### What this task involves
Put the lines of the listing below, from the line with "My colleague insists the cubby" through the line with "[239,92,427,231]", into a numbered list, leaving out any blank lines.
──────────
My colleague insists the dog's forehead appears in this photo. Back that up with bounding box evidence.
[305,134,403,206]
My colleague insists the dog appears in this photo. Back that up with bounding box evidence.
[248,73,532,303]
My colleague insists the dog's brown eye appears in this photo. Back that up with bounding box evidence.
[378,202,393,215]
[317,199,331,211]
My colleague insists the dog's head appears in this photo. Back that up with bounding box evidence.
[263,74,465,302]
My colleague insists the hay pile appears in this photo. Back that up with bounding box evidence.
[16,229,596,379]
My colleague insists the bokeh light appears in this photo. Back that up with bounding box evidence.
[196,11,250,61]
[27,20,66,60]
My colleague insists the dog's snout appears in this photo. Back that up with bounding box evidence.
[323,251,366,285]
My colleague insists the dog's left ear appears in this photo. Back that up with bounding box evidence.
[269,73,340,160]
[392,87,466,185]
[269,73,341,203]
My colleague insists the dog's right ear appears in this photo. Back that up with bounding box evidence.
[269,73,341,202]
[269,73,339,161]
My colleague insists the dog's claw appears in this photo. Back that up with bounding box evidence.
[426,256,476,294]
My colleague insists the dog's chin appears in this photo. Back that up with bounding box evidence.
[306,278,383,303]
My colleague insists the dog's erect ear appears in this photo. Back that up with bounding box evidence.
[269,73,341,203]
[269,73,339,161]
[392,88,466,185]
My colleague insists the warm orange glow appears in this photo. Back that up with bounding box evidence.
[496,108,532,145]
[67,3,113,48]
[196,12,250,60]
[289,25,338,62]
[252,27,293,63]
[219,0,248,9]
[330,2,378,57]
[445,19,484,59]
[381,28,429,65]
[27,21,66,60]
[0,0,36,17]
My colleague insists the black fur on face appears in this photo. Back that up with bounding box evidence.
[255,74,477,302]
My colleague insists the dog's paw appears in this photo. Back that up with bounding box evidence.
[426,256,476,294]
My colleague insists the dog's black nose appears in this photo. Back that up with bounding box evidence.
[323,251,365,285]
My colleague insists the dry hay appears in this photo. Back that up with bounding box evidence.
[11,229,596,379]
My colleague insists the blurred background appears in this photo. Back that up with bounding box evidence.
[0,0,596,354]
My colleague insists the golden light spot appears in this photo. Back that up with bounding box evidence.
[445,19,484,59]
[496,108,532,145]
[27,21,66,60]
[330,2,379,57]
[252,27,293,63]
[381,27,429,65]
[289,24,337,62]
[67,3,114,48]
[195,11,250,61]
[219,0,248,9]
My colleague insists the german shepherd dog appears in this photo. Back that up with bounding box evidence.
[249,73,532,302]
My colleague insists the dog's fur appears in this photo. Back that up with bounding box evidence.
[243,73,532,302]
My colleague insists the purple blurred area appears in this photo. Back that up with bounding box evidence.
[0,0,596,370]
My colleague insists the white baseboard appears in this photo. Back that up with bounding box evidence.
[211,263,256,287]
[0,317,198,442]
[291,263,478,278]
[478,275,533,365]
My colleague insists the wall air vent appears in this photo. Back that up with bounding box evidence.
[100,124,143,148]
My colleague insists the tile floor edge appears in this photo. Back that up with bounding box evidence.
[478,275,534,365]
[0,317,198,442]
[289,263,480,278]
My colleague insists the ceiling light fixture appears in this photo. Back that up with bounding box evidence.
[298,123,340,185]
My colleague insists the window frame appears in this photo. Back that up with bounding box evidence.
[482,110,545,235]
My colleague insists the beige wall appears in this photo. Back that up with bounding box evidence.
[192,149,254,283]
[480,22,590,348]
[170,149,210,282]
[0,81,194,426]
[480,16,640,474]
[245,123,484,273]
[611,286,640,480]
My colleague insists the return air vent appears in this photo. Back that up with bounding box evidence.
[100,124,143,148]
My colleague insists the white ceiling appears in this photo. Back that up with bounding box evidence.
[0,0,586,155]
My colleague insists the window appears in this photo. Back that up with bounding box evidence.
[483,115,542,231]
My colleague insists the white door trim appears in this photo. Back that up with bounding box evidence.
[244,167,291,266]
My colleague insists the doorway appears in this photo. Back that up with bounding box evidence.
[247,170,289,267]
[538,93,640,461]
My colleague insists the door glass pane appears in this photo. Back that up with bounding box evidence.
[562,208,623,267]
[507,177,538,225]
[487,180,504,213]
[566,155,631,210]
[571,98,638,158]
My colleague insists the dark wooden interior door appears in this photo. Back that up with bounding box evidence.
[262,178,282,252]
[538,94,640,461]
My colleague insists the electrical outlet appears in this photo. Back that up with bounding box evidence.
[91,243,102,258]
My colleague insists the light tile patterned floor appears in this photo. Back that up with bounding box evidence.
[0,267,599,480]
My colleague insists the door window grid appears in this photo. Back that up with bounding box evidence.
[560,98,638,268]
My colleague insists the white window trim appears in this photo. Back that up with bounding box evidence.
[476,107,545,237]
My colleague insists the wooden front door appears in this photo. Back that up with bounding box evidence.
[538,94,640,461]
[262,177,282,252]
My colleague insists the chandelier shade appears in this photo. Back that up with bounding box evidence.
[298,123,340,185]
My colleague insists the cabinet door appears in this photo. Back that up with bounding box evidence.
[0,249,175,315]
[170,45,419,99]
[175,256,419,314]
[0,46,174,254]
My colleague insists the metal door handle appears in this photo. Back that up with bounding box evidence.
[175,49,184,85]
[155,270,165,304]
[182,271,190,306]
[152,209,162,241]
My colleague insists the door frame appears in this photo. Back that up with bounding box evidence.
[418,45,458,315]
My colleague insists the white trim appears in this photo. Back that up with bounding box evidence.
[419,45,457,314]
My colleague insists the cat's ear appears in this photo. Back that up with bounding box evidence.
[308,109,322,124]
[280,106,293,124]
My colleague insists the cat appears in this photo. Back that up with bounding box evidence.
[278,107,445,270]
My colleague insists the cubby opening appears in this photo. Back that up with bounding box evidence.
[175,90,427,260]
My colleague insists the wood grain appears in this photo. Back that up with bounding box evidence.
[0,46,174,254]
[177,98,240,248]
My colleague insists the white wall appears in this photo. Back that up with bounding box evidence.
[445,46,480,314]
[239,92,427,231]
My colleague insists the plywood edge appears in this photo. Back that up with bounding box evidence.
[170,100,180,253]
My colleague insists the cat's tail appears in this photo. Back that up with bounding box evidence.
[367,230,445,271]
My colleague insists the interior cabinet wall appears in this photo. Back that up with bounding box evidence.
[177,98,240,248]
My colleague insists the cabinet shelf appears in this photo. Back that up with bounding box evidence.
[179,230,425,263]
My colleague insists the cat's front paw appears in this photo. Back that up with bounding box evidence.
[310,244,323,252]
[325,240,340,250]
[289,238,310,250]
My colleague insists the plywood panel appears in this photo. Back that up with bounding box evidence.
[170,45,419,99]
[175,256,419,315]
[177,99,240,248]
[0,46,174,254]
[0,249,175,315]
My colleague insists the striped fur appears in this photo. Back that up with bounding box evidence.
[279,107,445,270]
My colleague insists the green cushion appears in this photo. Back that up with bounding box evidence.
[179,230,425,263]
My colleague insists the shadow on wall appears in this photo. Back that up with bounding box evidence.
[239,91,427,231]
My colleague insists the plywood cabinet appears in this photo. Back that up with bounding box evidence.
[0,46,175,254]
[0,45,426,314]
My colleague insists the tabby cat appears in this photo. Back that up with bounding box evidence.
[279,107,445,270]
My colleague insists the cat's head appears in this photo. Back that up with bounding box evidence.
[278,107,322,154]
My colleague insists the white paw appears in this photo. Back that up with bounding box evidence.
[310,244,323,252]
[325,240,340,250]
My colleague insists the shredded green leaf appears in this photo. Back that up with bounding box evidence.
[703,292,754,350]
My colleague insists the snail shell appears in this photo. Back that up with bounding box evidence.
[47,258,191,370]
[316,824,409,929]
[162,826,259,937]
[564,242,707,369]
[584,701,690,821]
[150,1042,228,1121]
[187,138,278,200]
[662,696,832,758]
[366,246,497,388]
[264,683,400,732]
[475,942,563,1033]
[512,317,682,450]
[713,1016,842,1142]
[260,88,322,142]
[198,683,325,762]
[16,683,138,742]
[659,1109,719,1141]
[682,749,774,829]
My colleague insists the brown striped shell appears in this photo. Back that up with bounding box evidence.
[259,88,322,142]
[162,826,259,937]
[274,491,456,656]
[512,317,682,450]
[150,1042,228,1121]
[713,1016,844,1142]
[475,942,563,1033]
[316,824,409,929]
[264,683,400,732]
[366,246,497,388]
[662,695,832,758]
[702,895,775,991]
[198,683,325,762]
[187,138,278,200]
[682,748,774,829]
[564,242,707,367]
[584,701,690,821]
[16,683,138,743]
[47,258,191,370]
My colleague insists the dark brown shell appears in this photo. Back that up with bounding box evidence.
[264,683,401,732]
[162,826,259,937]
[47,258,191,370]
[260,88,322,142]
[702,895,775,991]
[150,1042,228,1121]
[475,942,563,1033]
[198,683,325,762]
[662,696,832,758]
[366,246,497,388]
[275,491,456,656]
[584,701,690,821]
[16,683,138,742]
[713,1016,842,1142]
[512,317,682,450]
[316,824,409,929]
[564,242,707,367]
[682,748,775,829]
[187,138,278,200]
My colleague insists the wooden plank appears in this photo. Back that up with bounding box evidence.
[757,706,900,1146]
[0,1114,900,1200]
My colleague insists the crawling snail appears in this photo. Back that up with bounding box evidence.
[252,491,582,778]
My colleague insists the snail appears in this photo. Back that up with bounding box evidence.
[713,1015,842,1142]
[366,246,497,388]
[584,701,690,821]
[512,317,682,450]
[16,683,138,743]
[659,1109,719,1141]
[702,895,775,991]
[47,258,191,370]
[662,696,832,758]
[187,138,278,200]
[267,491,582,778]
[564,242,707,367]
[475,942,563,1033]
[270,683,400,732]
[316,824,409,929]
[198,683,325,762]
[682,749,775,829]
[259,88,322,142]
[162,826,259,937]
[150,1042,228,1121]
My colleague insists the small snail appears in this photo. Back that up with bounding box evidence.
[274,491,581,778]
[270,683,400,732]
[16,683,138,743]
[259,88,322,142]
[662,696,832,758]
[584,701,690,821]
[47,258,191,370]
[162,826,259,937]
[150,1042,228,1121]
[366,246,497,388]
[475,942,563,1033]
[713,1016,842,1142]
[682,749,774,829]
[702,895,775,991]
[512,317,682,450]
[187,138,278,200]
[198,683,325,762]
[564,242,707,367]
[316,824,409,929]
──────────
### Result
1. My colleague insists the cubby opening appears in this photo. Back that up with bounding box evidence.
2. [175,90,427,260]
3. My colleague insists the wood grain appears in this photo. Back that up with bounding box evidence.
4. [0,46,174,254]
5. [177,98,240,248]
6. My colleague insists the white wall appears in this photo. Back that up with bounding box evidence.
7. [445,46,480,314]
8. [239,92,427,231]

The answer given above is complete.